> EXERCISE TASKS
(a) Check each statement against the Eroton passage: (i) Eroton put a new hedge in place during January 2018; (ii) the hedge is a put option at a price of $60/bbl; (iii) the shareholders agreement is dated 22 March 2016. Answer yes or no for each, and quote the deciding words from the passage.
(b) Carry on writing the Eroton passage, starting right after its final line.

> SELECTED EXCERPT
──────────
Any future payment of dividends by Eroton, and receipt by MLPL,
will be used to pay the principal and interest due on the loan
notes, and to pay dividends to San Leon. Given the delays in
operational activity, downtime and pipeline losses, dividend
payments by Eroton are not expected until the impact of the
alternative export pipeline and/or the rig-based well activity have
materially increased sales volumes of oil.
During January 2018, Eroton put in place a new hedge covering
its RBL borrowing base. The hedge is a put option at a price of
$50/bbl for 10,170 bopd until 30 June 2019.
Nigeria Administrative
As provided for in the shareholders agreement between San Leon
Energy Nigeria Limited, Midwestern Oil and Gas Company Limited and
MLPL dated 22 March 2016, San Leon has the right to nominate people
for appointment to the following positions within Eroton.
- Two Eroton Board members: Mr. Oisin Fanning and Mr. Mutiu Sunmonu sit on the Eroton Board.
──────────
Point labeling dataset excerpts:
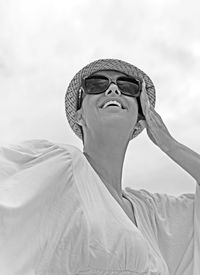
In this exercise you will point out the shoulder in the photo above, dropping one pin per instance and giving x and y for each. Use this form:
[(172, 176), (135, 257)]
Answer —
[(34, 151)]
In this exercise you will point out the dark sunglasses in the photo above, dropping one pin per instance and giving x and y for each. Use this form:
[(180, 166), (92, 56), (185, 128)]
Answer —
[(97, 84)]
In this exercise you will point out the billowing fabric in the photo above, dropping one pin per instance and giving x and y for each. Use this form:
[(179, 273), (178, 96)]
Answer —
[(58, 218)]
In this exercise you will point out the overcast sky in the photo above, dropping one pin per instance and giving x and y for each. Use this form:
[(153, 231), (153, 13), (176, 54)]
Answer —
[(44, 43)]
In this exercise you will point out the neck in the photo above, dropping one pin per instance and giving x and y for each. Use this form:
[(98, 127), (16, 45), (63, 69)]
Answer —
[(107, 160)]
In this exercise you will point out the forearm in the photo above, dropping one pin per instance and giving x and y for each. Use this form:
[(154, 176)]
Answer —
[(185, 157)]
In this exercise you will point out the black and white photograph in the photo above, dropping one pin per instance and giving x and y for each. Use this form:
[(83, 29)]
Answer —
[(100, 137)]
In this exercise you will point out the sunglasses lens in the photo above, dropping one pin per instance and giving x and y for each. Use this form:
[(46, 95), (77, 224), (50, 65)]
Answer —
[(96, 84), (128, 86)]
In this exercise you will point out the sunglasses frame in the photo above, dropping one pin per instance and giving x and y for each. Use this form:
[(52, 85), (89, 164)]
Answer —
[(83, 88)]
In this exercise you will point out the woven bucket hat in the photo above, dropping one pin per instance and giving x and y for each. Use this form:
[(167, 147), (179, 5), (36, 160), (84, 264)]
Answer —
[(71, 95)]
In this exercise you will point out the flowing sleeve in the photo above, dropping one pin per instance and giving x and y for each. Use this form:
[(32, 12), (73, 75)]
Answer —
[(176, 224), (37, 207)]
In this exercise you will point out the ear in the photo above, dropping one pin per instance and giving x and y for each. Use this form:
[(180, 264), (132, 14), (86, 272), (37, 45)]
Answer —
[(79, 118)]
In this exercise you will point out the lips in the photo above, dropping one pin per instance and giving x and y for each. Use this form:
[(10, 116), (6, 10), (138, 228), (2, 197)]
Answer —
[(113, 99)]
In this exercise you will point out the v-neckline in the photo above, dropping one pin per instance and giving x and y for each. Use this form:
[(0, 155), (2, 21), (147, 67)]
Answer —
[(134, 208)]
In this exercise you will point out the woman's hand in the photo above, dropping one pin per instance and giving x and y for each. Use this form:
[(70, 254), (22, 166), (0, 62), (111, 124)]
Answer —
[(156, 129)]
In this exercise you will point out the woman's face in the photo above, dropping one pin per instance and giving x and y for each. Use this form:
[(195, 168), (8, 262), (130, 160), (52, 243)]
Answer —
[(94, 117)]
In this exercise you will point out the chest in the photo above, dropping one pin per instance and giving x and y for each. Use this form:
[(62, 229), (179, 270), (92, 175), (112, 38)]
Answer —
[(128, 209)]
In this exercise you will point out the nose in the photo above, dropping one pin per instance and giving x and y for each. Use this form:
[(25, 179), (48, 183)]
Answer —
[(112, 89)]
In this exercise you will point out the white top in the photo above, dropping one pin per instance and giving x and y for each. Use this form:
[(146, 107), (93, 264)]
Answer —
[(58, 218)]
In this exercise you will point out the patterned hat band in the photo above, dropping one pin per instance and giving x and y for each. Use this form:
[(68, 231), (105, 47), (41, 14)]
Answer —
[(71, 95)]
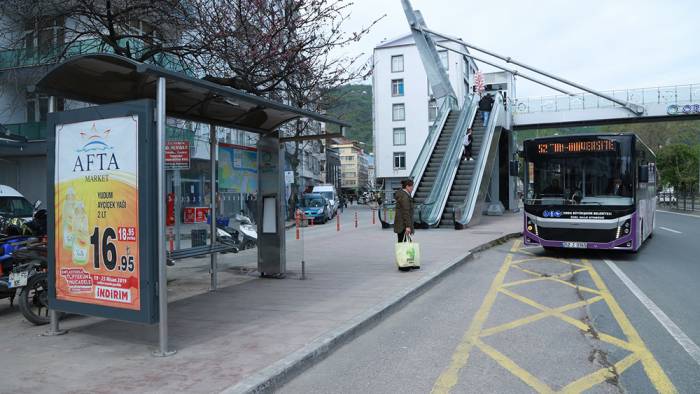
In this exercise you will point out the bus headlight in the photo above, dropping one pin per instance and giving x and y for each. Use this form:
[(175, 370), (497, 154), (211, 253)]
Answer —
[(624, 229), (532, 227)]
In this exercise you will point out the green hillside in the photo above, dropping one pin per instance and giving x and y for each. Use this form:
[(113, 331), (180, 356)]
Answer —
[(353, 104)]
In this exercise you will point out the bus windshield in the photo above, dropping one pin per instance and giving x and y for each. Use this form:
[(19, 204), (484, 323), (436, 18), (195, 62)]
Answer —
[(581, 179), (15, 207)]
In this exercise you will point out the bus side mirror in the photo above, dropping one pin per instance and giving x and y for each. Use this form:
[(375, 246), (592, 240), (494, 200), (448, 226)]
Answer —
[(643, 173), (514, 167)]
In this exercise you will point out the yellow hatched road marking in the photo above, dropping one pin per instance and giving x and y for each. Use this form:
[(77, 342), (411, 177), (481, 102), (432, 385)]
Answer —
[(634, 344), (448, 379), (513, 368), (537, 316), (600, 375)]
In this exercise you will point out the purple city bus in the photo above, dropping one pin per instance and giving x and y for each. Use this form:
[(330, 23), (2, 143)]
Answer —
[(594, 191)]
──────────
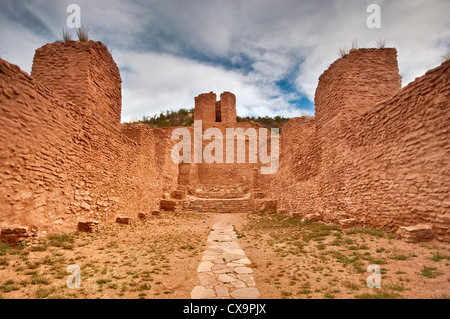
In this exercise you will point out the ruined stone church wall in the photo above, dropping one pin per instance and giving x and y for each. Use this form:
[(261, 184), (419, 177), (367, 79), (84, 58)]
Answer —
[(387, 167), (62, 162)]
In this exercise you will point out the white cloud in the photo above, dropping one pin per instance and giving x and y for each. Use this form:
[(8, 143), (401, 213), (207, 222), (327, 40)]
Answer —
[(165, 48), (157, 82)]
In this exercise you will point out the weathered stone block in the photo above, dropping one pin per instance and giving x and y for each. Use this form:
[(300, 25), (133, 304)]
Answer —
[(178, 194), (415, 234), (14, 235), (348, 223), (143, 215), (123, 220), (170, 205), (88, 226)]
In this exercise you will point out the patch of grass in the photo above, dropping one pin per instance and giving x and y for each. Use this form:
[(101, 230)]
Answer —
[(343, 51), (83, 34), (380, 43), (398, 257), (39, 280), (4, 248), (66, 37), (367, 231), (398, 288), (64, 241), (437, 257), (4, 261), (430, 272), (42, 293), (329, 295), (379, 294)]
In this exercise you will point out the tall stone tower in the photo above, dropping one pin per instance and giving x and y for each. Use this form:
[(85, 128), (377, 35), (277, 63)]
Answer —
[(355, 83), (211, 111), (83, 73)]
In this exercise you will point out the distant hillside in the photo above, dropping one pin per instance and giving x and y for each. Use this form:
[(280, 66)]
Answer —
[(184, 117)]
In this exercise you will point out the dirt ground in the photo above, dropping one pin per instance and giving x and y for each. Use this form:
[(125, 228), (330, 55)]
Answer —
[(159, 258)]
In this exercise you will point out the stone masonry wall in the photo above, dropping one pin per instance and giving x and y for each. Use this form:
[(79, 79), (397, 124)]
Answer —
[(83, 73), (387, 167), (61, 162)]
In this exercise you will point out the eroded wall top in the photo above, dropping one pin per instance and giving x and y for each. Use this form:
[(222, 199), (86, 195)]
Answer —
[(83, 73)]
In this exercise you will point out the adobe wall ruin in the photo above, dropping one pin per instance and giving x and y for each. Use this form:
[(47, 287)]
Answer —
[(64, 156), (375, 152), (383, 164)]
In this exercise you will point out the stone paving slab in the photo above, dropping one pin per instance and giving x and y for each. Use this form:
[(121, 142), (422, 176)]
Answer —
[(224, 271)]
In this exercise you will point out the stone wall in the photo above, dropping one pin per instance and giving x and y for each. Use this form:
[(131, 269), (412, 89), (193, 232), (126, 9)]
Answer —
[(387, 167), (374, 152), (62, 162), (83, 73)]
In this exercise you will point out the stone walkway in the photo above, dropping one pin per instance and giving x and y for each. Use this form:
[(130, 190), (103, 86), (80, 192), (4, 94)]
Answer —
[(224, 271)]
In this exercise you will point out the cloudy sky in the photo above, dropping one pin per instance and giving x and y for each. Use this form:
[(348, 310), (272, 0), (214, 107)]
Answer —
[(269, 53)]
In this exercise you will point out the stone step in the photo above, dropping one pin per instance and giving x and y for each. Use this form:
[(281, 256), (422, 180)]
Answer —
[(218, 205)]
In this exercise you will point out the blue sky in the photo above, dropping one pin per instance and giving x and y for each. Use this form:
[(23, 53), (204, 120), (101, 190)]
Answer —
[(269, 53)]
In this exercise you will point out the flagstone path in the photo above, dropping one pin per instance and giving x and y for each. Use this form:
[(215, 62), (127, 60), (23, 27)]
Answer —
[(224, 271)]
──────────
> TASK-BY-TASK ANSWERS
(a)
(i) Yes: "During January 2018, Eroton put in place a new hedge covering its RBL borrowing base."
(ii) No: "The hedge is a put option at a price of $50/bbl for 10,170 bopd until 30 June 2019."
(iii) Yes: "MLPL dated 22 March 2016"

(b)
- The Chair of the Finance Committee: an appointee has been
agreed with Eroton, and will formally assume the role at the next
Eroton Board meeting.
- A Senior Technical Manager who has extensive experience in
Nigeria and similar environments: Mr. Les Johnson has now been in
place for two months.
Oisin Fanning, San Leon's CEO, commented:
"San Leon has been part of OML 18 for nearly 18 months. The
pressure on production levels caused by a scarcity of capital
available to OML 18 for investment in well activity, together with
securing permissions, has been exacerbated by downtime and pipeline
losses caused by external factors. This has resulted in materially
lower production and sales volumes compared with those assumed and
documented in the Admission Document. We look forward to receiving
the new competent person's report which will form a new basis for
evaluating the development plans, forward production profile and
economics of the OML 18 project.
Most importantly, these issues are not expected to affect,
materially, the long-term field performance, whilst in the shorter
term San Leon has a number of protections in place for receiving
loan note repayments which are expected to be approximately $19
million per quarter.
The Company anticipates a turnaround in OML 18's net production
(after downtime and pipeline losses) once several events have
occurred.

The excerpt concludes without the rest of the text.